**BRIEF**
Scan the entries for the word "shirt", and copy every line where it appears.

====================

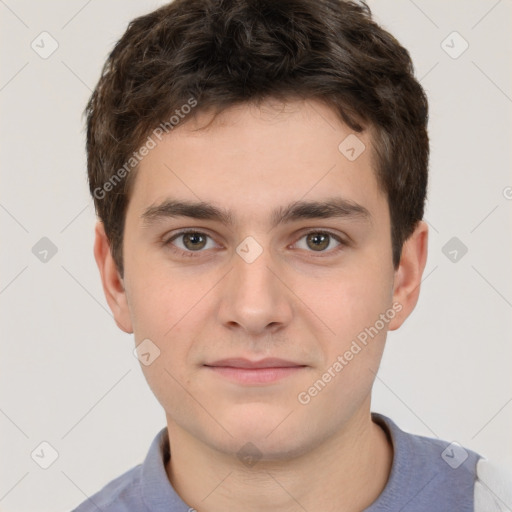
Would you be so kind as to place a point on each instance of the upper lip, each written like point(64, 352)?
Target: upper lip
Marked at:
point(270, 362)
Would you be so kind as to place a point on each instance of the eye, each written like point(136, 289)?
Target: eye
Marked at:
point(319, 241)
point(191, 242)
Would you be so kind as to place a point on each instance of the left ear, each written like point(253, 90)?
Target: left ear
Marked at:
point(407, 280)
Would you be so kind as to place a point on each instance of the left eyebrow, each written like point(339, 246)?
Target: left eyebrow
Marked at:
point(332, 207)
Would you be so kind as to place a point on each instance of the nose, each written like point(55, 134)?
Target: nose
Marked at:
point(255, 297)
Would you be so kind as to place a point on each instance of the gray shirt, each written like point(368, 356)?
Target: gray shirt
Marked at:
point(426, 475)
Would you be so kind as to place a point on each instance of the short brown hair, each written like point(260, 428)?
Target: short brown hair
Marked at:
point(223, 52)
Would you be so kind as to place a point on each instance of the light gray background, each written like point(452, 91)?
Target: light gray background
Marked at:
point(68, 375)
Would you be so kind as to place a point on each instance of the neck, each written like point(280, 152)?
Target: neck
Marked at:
point(345, 473)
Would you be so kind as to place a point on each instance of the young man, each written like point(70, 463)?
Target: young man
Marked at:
point(259, 170)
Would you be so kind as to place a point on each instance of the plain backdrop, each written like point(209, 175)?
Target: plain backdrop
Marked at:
point(68, 375)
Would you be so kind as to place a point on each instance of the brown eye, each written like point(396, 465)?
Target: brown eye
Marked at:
point(190, 243)
point(194, 241)
point(318, 241)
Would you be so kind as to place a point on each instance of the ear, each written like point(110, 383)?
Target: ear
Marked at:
point(113, 285)
point(407, 280)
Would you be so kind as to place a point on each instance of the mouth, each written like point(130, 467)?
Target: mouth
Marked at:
point(264, 371)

====================

**EXERCISE SOLUTION**
Would you be so kind as to place a point on each instance of the gray shirt, each written like point(368, 356)?
Target: gray shirt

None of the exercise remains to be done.